— Exercises to complete —
• A. Return the part of the reading-suggestions passage below from "Coco and murder" to "and occasionally chilling.", word for word.
• B. Answer these questions from the reading-suggestions passage below:
(i) What city does the writer say it is today?
(ii) What was Saki's real name?
(iii) What kind of writing does the passage call Saki one of the true masters of?

— Provided passage —
______

Josephine Tey may not have been specially concerned with the puzzle-making that usually constitutes the chief virtue of the whodunit, so purists may not find in her a favorite, but for any reader willing to spend a cold afternoon or two in her company, the pleasures of this witty and inventive writer will be richly rewarded.

Coco and murder sounds just right for today in Seattle.

Snowbound Reading

Getting to the bookstore today may prove impossible.  Getting out of the house at all might not be such a good idea just now.  So this would seem to be the perfect occasion for some wintry reading before the fireplace, next to the space-heater, or just huddled in bed with extra blankets and a stocking-cap.

By way of suggestion, you might try reading some of the delightful stories of Saki.  If you don't know him, Hector Hugh Munro was an Englishman and one of the true masters of the short story.  His stories are invariably funny, and occasionally chilling.

______

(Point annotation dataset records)
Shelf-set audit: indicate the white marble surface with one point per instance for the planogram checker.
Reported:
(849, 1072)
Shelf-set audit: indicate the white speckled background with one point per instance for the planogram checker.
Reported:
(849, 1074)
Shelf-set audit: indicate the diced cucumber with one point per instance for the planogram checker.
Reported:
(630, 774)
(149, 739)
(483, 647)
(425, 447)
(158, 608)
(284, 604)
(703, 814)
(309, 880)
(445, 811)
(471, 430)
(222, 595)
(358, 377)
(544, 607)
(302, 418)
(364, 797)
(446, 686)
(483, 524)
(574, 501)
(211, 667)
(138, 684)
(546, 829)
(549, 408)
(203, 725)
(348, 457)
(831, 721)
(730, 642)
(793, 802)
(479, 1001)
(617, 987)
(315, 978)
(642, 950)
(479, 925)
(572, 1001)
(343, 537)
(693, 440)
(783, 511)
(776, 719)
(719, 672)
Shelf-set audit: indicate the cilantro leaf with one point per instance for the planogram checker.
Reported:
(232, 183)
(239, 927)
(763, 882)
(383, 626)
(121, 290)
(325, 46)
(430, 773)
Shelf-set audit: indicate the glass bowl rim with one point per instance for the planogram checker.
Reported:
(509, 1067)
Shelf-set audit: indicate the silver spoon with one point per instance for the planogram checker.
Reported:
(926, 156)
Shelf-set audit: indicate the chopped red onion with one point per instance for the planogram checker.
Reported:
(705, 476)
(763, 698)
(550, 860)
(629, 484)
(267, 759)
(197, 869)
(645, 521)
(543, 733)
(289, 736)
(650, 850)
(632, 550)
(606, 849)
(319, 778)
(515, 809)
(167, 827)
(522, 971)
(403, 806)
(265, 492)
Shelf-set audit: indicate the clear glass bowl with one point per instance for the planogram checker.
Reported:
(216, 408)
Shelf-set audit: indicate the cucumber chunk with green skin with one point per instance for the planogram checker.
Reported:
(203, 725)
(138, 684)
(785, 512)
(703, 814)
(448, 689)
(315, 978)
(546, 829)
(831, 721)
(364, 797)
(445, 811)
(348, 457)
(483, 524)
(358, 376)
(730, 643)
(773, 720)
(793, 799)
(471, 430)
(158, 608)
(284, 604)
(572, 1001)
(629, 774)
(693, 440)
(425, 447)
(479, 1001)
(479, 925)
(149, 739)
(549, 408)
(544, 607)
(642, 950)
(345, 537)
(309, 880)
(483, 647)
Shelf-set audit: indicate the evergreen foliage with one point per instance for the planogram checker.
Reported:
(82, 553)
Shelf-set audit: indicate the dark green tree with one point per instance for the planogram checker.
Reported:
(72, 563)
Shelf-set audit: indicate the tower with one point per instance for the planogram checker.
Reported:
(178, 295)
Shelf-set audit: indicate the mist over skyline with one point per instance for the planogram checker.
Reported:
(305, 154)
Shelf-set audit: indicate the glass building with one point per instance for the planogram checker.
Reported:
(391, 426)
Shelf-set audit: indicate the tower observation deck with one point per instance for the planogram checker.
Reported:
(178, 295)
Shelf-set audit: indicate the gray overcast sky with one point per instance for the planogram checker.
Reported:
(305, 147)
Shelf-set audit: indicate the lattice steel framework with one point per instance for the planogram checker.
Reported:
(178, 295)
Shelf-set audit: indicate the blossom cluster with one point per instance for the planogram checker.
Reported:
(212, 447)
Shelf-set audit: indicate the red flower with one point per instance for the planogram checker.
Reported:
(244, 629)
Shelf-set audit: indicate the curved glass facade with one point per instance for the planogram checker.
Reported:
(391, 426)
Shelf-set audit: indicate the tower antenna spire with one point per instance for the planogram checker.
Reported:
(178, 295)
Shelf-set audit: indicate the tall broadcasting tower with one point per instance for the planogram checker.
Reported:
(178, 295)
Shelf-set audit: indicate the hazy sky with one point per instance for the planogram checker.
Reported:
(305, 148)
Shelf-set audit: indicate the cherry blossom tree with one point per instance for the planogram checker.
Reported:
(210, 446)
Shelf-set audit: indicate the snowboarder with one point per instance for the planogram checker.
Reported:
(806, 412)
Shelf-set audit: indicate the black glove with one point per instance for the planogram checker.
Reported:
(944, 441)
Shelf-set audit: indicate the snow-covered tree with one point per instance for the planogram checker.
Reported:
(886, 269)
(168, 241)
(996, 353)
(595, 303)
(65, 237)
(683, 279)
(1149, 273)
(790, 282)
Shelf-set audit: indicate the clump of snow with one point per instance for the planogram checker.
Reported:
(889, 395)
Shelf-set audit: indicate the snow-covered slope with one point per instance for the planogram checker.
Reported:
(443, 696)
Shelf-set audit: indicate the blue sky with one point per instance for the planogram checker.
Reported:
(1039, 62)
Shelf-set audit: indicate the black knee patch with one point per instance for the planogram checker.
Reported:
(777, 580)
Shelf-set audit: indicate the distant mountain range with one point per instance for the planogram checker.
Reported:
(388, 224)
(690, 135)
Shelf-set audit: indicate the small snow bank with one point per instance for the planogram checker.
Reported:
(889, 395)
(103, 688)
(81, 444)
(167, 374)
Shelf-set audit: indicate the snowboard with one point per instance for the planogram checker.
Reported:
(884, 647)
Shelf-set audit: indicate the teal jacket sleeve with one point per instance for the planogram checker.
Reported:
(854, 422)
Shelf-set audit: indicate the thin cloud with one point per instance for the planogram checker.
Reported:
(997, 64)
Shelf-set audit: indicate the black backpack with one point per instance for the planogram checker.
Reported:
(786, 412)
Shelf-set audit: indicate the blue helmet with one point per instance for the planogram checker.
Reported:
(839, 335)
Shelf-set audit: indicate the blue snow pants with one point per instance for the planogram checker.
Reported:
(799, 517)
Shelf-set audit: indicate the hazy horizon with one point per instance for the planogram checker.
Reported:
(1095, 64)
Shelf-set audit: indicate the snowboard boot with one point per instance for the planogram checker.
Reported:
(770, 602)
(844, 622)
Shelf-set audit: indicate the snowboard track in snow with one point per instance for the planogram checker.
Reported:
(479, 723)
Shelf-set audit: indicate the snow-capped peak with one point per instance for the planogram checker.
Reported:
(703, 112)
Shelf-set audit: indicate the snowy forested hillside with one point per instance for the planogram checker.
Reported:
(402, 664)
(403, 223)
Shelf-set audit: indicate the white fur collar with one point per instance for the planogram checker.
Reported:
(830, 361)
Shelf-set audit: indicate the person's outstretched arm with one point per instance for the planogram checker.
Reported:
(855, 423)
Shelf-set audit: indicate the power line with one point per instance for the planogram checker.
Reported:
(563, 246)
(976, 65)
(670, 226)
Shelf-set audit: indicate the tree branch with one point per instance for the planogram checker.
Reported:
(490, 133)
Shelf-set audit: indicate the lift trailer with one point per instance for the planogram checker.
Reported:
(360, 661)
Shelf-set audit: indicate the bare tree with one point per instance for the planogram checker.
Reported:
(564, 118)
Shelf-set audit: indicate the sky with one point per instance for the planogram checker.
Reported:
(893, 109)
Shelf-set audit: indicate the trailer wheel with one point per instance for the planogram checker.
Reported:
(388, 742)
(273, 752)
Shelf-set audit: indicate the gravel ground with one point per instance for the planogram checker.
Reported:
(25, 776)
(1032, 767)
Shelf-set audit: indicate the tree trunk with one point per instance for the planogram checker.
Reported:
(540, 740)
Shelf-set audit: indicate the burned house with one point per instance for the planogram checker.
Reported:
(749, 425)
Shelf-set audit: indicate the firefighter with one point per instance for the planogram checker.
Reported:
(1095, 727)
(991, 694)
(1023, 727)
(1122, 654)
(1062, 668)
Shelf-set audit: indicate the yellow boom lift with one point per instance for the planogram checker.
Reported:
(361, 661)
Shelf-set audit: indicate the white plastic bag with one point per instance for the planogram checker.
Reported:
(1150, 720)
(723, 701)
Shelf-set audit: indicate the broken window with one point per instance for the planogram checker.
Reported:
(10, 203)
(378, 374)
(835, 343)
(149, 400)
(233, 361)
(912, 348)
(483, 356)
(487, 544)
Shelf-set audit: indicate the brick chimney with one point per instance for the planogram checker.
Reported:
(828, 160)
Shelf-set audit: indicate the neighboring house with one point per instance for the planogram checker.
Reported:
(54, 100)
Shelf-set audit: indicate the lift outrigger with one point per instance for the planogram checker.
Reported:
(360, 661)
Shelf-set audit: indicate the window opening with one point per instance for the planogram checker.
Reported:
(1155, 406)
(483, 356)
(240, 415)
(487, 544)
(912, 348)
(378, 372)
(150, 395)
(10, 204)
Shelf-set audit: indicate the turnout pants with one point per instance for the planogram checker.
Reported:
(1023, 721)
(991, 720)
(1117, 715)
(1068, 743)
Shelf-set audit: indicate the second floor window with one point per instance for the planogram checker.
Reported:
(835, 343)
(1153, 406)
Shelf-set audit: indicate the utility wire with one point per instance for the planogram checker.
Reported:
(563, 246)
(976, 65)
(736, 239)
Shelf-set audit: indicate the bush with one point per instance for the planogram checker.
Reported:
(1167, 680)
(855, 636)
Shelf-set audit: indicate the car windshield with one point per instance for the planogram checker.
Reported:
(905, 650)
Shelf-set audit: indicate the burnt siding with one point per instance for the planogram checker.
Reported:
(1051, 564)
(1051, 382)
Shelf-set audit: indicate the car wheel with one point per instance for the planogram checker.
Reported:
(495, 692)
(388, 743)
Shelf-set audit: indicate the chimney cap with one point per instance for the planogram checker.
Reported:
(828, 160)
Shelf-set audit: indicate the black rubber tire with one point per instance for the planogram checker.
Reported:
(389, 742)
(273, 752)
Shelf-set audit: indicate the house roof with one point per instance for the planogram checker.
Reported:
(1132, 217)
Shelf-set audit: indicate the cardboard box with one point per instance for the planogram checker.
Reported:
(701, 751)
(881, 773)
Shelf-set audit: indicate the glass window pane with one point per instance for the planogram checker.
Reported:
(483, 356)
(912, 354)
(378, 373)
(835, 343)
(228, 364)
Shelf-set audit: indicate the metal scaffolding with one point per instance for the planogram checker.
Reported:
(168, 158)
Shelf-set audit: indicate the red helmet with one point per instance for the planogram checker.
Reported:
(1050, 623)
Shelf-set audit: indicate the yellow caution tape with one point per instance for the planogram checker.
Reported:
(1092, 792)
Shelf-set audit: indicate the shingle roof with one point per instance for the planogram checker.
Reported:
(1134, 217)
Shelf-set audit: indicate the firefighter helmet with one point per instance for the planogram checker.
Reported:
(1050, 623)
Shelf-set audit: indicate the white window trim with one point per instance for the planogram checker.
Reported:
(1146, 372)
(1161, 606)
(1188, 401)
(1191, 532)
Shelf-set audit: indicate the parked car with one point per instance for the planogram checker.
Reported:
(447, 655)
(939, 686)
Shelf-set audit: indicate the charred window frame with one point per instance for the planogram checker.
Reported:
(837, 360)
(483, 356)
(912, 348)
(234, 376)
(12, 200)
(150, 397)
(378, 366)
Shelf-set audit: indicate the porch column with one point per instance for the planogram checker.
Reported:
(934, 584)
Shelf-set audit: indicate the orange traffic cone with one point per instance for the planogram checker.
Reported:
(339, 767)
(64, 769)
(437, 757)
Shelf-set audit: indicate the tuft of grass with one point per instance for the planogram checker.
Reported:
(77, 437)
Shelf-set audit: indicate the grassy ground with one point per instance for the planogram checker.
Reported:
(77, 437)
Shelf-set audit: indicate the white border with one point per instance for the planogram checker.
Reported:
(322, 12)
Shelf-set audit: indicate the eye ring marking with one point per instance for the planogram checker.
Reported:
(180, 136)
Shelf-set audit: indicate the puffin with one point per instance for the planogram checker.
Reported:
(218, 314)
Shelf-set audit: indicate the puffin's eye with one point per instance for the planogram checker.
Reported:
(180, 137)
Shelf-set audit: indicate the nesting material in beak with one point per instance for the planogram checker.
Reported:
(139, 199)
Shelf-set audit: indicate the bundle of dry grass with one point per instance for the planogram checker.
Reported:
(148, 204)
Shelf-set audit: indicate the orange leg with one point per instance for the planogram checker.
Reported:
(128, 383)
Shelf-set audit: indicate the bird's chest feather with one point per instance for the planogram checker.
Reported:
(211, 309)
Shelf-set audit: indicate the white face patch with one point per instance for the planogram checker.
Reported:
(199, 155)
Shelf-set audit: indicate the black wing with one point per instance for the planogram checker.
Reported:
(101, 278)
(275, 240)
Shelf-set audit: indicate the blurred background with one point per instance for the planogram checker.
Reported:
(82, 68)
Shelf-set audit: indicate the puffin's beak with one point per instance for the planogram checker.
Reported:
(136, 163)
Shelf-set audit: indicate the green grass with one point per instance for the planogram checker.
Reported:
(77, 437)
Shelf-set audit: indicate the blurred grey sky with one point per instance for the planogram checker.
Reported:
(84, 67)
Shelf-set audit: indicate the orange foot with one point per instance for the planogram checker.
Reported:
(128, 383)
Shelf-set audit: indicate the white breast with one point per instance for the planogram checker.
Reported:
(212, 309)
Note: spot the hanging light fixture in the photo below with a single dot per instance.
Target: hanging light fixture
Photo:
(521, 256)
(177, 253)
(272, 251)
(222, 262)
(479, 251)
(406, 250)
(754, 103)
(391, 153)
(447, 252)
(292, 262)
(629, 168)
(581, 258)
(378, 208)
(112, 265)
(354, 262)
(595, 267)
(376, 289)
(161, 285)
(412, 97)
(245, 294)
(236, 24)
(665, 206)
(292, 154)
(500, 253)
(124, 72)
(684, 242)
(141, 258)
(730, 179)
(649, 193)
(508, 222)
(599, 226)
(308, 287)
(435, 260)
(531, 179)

______

— List of solutions —
• A.
Coco and murder sounds just right for today in Seattle.

Snowbound Reading

Getting to the bookstore today may prove impossible.  Getting out of the house at all might not be such a good idea just now.  So this would seem to be the perfect occasion for some wintry reading before the fireplace, next to the space-heater, or just huddled in bed with extra blankets and a stocking-cap.

By way of suggestion, you might try reading some of the delightful stories of Saki.  If you don't know him, Hector Hugh Munro was an Englishman and one of the true masters of the short story.  His stories are invariably funny, and occasionally chilling.

• B.
(i) Seattle
(ii) Hector Hugh Munro
(iii) The short story